→ **TASK DIRECTIONS**
Render the records as a Markdown table with the columns "No." and "Line", with one numbered row per line and no blank lines. Begin at the line that has "of the blue" and stop after the last line of the records.

→ **GIVEN DATA**
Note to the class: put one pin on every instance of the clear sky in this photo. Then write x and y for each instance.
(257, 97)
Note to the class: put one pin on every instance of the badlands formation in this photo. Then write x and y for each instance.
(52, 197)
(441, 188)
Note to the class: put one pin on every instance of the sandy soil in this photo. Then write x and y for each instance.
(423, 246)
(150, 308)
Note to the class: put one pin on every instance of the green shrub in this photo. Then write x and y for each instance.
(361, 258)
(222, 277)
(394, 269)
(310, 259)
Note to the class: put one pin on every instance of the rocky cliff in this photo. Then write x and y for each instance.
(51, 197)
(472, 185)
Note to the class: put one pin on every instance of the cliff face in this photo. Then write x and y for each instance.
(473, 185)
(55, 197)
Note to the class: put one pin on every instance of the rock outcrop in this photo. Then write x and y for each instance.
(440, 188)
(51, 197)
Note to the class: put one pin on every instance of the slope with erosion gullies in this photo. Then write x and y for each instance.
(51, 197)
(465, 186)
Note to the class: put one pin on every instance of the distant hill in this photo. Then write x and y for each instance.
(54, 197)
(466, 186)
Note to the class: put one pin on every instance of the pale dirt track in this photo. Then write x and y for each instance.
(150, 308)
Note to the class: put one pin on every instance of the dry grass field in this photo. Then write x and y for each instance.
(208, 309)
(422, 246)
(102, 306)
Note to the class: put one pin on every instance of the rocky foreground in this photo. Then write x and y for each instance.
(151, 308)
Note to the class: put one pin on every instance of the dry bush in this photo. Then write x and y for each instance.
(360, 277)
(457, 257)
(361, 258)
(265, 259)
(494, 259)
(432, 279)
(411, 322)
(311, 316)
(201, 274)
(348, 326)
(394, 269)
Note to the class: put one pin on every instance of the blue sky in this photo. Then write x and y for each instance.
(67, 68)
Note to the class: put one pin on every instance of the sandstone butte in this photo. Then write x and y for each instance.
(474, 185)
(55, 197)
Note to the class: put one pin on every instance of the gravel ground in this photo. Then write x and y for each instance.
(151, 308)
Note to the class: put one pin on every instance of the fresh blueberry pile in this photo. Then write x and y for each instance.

→ **COMPLETE RESPONSE**
| No. | Line |
|---|---|
| 1 | Note to the class: put one pin on every instance of the blue sky in this photo. Then write x and y for each instance. |
| 2 | (67, 68) |
| 3 | Note to the class: put one pin on every instance of the sandstone butte in this photo. Then write x and y for each instance. |
| 4 | (474, 185) |
| 5 | (55, 197) |
| 6 | Note to the class: put one pin on every instance of the gravel ground in this photo. Then write x and y for each instance. |
| 7 | (151, 308) |
| 8 | Note to the class: put one pin on every instance of the fresh blueberry pile in this photo. Then write x and y for each instance. |